#### Provided passage ####

FEMA Speaks To Lake Martin Realtors About Flood Insurance Changes - Lake Martin Voice - Lake Martin Real Estate - Waterfront Homes, Lots, Property For Sale

FEMA Speaks To Lake Martin Realtors About Flood Insurance Changes

Another Reason To Love Green Valley Market & Deli
March 2, 2009
Anatomy Of The Perfect Lake Martin Flip
March 12, 2009

FEMA Speaks To Lake Martin Realtors About Flood Insurance Changes

Recently many Lake Martin area homeowners are getting letters from their lenders demanding flood insurance.  A little research revealed that FEMA has redrawn the flood maps and therefore many properties are now included in different zones that lenders feel require flood insurance.

This is puzzling to many, since Lake Martin has been around since the late 1920s, and FEMA is just now making this determination.  It is also confusing to me personally that a home that sits five feet above the top of Martin Dam would be considered at risk.  If there is five feet of flood waters pouring over the top of Martin Dam, the dam would wash away and suddenly there would be a 90 foot drop in the water.

If you are looking for common sense answers to the above questions, this post is not the answer.  Below I have copied over a handout that was written up by FEMA for the meeting and presentation they did to the Lake Martin Area Association of Realtors.  I was there.  They read these answers out and I guess it was helpful.  Later on I will post my thoughts, and a little more boiled down, practical guide of what to do if you get a demand for flood insurance from your lender.

If you have any questions on this, feel free to contact the two people listed at the bottom, one is from FEMA, the other fom the State of Alabama.

They opened the meeting by saying that they would not be debating FEMA policy and procedures and they were not here to comment specifically about Lake Martin.  I wondered, then why are you here?  At any rate, here is their handout:



FAQ Hand Out

Date: February 18, 2009

Presenters: Janice Mitchell, Federal Emergency Management Agency (FEMA), Region 4, Insurance Program Specialist

James K. Meredith, NFIP State Coordinator, ADECA

Subject: NFIP and Flood Insurance Requirements

Audience: Realtors, Home owners, Lake Martin Recreational Association, Lake Martin Home Owners & Boat Owners Association, Alabama Power Company personnel, Office of Water Resources personnel


The U. S. Congress established the (National Flood Insurance Program (NFIP) on August 1, 1968, with the passage of the National Flood Insurance Act of 1968. This Act enables property owners or renters in participating communities to purchase insurance protection against losses from flooding.

#### Dataset records ####

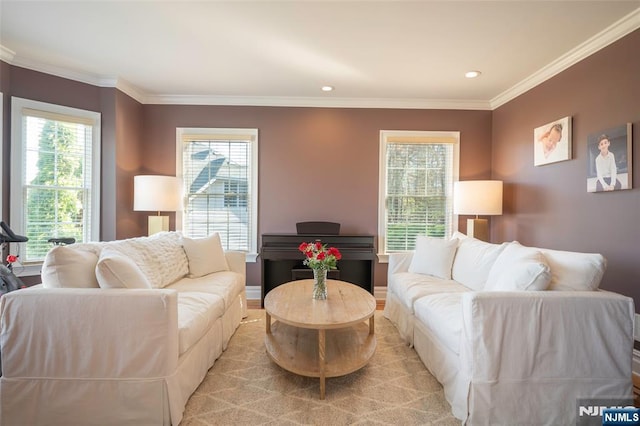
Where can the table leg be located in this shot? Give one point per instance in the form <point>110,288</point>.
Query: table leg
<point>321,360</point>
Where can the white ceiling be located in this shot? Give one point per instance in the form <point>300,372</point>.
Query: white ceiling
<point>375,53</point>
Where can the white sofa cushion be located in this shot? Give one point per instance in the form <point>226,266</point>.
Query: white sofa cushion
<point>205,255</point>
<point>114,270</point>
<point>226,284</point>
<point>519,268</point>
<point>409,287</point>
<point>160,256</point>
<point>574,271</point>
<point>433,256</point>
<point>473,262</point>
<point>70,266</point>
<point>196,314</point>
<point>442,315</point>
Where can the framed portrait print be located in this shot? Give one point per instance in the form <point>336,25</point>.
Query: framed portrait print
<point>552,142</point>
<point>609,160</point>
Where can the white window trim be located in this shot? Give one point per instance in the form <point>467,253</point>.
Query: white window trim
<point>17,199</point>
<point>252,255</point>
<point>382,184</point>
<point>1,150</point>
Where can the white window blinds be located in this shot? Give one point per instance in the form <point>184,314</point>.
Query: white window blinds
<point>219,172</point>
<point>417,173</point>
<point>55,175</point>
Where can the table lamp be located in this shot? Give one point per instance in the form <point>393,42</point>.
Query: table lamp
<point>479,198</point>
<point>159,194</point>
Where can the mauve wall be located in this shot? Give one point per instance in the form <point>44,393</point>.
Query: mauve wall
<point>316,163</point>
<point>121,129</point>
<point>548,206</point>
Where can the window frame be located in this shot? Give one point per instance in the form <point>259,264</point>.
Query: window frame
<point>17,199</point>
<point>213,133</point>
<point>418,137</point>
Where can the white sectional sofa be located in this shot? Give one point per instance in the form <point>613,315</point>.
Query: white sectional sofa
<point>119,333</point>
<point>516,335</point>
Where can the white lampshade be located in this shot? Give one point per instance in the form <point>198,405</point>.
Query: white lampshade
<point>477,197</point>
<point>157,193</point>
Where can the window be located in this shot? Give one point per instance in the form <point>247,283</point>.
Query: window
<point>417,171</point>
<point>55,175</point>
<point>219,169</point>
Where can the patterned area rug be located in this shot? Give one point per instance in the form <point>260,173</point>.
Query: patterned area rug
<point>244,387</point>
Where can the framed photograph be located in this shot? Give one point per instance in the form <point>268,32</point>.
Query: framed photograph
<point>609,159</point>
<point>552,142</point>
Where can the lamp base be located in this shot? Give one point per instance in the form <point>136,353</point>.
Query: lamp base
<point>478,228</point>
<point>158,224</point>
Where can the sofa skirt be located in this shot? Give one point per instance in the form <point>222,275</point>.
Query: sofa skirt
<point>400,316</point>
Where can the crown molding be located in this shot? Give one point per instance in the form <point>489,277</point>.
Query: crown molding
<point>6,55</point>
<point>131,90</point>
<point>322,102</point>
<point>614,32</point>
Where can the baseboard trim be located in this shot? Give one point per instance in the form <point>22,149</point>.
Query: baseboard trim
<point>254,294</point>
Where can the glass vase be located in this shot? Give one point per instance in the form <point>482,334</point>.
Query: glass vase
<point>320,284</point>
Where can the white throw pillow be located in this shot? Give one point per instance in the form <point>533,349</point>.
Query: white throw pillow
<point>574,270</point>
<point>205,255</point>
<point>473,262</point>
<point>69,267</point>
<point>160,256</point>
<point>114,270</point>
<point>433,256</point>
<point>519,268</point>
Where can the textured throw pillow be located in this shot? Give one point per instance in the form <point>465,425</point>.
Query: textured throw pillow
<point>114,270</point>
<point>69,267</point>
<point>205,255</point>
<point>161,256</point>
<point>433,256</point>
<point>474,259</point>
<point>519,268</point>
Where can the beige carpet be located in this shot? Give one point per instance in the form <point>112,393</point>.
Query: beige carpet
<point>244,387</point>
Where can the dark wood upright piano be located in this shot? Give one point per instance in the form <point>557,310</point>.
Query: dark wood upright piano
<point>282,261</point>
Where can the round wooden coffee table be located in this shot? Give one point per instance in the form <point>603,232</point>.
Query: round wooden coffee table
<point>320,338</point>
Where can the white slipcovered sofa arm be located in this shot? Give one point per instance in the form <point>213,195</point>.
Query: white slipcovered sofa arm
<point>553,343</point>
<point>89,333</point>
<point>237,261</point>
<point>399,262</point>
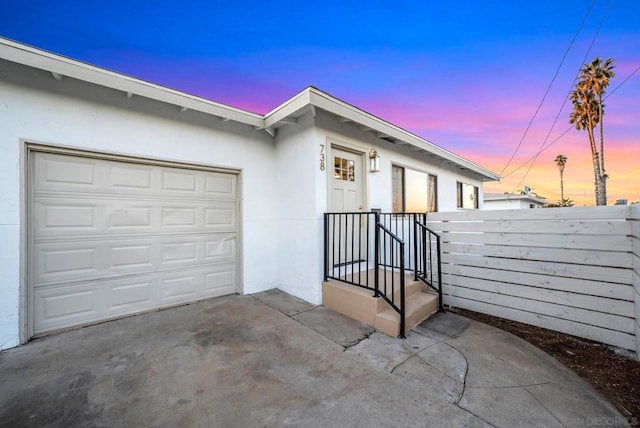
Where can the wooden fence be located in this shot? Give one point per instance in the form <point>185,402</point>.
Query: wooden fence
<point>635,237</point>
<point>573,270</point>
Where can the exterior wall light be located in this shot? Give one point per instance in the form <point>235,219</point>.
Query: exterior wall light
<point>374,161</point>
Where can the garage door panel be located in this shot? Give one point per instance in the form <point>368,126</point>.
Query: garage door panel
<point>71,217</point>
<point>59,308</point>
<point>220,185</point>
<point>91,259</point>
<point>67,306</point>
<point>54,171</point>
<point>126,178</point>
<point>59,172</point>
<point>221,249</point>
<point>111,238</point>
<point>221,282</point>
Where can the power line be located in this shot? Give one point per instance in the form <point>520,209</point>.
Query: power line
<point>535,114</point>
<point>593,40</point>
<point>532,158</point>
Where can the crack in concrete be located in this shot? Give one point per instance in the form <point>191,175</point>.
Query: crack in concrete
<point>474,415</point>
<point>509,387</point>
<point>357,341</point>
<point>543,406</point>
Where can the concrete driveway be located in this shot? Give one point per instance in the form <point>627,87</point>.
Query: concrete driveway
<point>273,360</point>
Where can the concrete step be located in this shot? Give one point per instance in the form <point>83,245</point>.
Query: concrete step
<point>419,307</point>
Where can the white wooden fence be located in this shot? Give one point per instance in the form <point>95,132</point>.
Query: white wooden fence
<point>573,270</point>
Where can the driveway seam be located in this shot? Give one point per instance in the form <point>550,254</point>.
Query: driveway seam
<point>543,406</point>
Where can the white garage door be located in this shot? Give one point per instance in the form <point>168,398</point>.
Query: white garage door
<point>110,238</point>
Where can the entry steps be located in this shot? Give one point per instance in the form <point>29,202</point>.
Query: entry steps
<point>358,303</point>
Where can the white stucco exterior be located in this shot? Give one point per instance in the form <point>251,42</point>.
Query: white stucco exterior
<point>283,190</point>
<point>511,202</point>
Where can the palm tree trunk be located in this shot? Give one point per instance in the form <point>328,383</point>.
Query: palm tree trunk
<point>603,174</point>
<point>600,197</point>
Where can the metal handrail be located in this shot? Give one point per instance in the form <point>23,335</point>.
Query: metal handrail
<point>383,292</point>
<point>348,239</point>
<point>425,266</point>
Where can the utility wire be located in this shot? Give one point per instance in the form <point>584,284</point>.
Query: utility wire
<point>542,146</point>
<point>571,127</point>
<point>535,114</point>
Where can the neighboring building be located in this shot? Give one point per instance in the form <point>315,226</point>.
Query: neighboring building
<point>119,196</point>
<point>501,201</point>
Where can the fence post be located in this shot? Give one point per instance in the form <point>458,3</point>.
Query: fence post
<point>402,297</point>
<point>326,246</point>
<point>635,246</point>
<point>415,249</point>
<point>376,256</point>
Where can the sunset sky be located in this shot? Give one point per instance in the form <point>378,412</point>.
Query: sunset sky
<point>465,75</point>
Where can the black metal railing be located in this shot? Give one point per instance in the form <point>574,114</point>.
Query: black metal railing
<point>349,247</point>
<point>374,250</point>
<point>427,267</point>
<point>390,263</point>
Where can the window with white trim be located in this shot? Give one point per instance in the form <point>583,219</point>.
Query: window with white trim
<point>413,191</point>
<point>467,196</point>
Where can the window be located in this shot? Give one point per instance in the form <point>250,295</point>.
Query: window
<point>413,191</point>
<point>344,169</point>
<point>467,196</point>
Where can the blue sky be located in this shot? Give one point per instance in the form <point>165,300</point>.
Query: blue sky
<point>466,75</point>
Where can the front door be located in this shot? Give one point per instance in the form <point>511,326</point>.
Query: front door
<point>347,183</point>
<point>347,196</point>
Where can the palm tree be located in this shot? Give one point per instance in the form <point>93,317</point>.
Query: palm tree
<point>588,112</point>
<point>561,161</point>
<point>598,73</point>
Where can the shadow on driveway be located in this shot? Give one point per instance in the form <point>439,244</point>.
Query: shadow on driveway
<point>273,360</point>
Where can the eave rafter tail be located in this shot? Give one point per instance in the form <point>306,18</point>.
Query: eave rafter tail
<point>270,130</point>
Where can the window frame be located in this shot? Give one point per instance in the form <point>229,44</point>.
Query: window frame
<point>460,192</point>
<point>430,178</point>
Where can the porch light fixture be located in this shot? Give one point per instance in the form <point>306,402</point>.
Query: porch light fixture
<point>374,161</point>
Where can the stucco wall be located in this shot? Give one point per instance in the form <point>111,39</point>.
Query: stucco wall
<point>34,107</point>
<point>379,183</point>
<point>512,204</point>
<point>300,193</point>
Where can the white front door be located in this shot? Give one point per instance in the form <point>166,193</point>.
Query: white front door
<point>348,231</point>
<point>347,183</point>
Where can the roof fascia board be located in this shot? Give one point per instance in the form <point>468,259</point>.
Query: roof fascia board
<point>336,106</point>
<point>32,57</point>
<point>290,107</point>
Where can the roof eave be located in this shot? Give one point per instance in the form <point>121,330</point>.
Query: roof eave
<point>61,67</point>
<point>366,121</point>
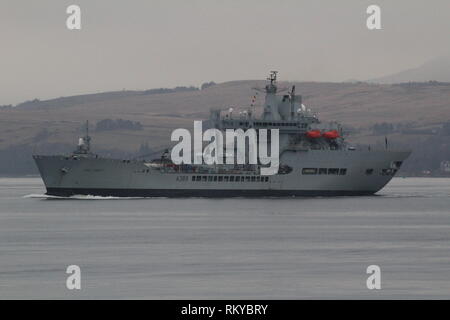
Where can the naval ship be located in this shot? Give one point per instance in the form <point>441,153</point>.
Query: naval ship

####
#### Dataset records ####

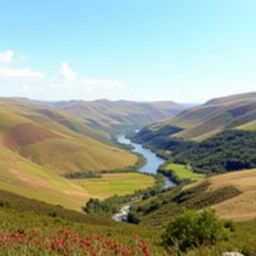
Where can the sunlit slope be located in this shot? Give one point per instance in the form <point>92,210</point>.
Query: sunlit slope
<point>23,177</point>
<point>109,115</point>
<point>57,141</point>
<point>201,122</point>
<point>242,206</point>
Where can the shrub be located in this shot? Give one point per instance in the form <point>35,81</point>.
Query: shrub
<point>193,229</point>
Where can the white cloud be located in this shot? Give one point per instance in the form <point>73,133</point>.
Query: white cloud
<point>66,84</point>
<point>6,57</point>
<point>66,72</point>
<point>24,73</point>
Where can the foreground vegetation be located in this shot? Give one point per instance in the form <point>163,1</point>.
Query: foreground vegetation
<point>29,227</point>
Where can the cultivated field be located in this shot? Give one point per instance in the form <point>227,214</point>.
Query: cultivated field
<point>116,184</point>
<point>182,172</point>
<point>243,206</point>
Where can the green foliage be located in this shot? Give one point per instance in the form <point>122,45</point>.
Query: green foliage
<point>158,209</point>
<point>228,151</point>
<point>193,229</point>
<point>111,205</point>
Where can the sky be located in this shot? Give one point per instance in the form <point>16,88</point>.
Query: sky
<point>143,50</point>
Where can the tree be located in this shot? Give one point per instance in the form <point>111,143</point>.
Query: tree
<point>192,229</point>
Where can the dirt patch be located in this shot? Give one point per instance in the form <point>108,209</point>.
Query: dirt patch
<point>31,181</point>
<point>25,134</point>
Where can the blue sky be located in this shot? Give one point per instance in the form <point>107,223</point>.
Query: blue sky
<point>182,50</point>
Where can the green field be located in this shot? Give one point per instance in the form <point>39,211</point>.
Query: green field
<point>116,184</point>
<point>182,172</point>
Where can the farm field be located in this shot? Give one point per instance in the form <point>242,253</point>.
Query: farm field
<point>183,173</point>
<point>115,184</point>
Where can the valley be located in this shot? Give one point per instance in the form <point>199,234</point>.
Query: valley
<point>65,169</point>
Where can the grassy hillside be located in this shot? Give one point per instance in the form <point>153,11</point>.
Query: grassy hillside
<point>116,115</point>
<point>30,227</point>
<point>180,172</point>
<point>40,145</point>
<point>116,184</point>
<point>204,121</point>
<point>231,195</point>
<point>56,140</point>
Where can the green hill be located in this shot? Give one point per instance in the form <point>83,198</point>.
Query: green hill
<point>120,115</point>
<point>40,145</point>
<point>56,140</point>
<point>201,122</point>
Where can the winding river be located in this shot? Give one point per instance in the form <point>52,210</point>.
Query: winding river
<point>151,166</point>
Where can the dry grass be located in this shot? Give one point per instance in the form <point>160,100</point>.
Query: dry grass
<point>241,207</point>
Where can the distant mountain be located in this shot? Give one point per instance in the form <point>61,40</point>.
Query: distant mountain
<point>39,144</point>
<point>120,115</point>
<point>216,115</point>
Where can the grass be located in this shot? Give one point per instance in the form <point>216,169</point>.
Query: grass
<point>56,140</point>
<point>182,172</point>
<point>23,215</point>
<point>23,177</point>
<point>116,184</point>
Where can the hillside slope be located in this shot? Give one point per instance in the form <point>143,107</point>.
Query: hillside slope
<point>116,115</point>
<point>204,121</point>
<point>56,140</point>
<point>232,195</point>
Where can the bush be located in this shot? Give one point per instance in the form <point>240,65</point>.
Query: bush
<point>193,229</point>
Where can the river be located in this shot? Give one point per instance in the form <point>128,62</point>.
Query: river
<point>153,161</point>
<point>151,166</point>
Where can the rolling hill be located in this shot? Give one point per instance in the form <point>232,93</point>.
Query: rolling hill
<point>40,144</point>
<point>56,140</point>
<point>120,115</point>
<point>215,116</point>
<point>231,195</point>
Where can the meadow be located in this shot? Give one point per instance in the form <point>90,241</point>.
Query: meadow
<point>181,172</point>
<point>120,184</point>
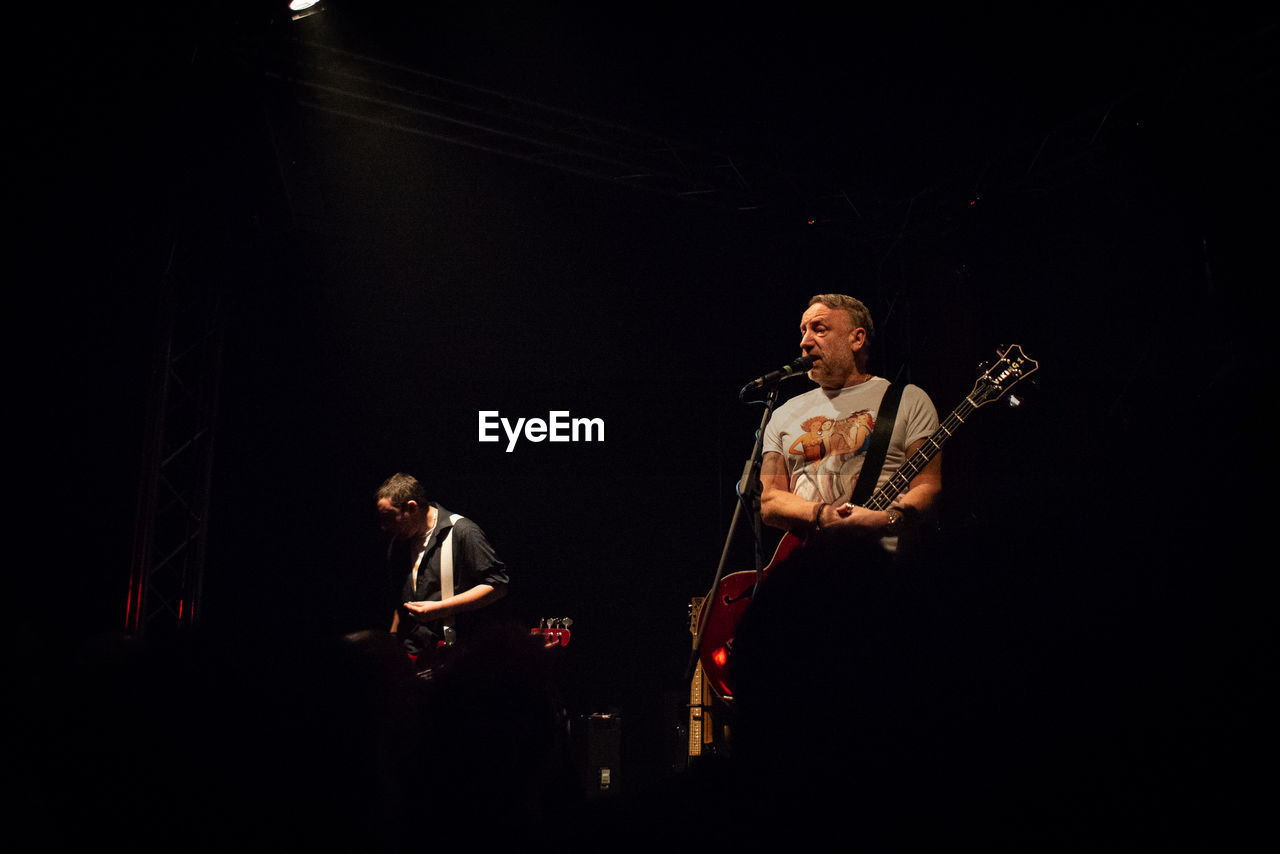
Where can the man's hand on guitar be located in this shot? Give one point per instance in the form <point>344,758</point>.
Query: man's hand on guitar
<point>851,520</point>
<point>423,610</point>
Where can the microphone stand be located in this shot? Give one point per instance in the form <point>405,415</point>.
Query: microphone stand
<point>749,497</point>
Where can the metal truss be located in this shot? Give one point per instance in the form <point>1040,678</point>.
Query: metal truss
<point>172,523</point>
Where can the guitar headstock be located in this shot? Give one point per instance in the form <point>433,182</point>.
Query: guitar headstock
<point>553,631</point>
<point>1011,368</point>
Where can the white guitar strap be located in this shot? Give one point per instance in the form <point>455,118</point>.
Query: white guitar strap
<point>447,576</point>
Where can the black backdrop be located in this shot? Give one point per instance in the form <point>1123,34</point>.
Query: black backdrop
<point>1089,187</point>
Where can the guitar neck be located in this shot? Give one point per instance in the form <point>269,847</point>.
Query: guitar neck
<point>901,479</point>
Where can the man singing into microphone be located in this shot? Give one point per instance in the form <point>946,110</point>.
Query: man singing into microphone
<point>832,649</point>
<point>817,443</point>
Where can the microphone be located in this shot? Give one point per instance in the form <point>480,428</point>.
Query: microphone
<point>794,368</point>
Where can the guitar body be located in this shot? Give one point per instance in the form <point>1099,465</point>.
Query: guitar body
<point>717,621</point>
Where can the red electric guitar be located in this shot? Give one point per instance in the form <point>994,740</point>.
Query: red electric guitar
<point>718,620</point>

####

_Written tasks:_
[1] Edit the post about FEMA and Lake Martin flood insurance from "If you are looking" to "State of Alabama.", putting "flyer" in place of "handout".
[2] In two sentences, summarize the post about FEMA and Lake Martin flood insurance.
[3] Using the post about FEMA and Lake Martin flood insurance, answer yes or no to each statement and quote the words that decide it: (a) The FEMA presenters said they would debate FEMA policy at the meeting. (b) The National Flood Insurance Program was established in 1968. (c) The writer attended the meeting.

_Solutions by task:_
[1]
If you are looking for common sense answers to the above questions, this post is not the answer.  Below I have copied over a flyer that was written up by FEMA for the meeting and presentation they did to the Lake Martin Area Association of Realtors.  I was there.  They read these answers out and I guess it was helpful.  Later on I will post my thoughts, and a little more boiled down, practical guide of what to do if you get a demand for flood insurance from your lender.

If you have any questions on this, feel free to contact the two people listed at the bottom, one is from FEMA, the other fom the State of Alabama.

[2] Many Lake Martin area homeowners are getting letters from their lenders demanding flood insurance because FEMA has redrawn the flood maps, which the writer finds puzzling since Lake Martin has been around since the late 1920s. The post reproduces a handout FEMA wrote for its February 18, 2009 meeting with the Lake Martin Area Association of Realtors on NFIP and flood insurance requirements.

[3]
(a) No: "they would not be debating FEMA policy and procedures"
(b) Yes: "on August 1, 1968, with the passage of the National Flood Insurance Act of 1968"
(c) Yes: "I was there."